| WORK TASK |
All lines from the one containing "In this photo, each instance of the smoke" to the end of the data below are to be returned exactly, both ends included, with nothing added.

| INFORMATION |

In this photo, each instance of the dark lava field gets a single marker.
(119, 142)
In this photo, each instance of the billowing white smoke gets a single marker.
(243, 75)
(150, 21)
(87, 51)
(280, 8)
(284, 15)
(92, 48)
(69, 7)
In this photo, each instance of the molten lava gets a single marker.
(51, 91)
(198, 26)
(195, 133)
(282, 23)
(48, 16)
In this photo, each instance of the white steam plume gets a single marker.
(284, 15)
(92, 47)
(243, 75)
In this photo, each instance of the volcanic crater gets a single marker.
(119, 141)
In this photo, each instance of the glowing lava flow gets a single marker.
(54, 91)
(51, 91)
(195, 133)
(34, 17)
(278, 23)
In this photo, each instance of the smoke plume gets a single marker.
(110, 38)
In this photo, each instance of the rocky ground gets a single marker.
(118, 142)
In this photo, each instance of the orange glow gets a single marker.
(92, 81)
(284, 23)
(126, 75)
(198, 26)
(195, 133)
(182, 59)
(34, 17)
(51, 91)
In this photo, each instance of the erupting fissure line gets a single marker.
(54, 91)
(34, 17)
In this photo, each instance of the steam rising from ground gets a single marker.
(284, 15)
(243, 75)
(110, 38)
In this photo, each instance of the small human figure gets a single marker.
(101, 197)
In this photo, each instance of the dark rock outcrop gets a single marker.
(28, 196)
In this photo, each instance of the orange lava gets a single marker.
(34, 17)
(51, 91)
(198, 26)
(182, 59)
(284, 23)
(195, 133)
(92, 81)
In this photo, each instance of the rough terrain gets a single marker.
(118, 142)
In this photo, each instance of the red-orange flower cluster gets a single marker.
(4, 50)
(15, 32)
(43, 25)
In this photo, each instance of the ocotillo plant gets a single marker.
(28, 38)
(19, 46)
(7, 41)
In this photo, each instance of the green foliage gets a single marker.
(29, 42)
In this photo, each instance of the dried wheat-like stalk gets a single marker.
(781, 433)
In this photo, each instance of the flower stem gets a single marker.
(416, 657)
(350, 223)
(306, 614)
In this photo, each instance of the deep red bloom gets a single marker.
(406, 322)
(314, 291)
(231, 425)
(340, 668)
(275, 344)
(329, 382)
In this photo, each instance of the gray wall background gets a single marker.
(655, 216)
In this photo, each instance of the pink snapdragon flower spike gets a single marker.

| REPLY |
In this photo, each instance of the smoke plume gets a single marker.
(110, 38)
In this photo, each instance of the rocky ground gets a single marker.
(118, 142)
In this photo, each instance of the orange glow gets a single marker.
(92, 81)
(284, 23)
(126, 75)
(198, 26)
(195, 133)
(182, 59)
(34, 17)
(51, 91)
In this photo, each instance of the erupting fissure line gets a single marker.
(54, 91)
(34, 17)
In this photo, each instance of the steam rising from ground gets a single marker.
(284, 15)
(243, 75)
(110, 38)
In this photo, each instance of the small human figure gets a single marker.
(101, 197)
In this photo, each instance of the dark rock outcrop gets a single marker.
(28, 196)
In this photo, each instance of the orange lava gets a single marker.
(34, 17)
(51, 91)
(198, 26)
(182, 59)
(284, 23)
(195, 133)
(92, 81)
In this photo, each instance of the rough terrain gets a single marker.
(118, 142)
In this photo, each instance of the red-orange flower cluster gets a single marker.
(4, 50)
(15, 32)
(43, 25)
In this photo, each instance of the ocotillo plant gets a single marker.
(28, 38)
(19, 46)
(7, 41)
In this photo, each instance of the green foliage gets a single marker.
(29, 42)
In this photo, each instance of the dried wheat-like stalk gets a single marker.
(781, 433)
In this photo, each instance of the flower stem gets a single marker.
(416, 657)
(350, 223)
(306, 614)
In this photo, each instance of the deep red bloom gets a single marker.
(406, 322)
(314, 291)
(231, 425)
(340, 668)
(275, 344)
(329, 382)
In this photo, each instance of the gray wall background gets a single marker.
(655, 216)
In this photo, each instance of the pink snapdragon flower spike gets a single marker.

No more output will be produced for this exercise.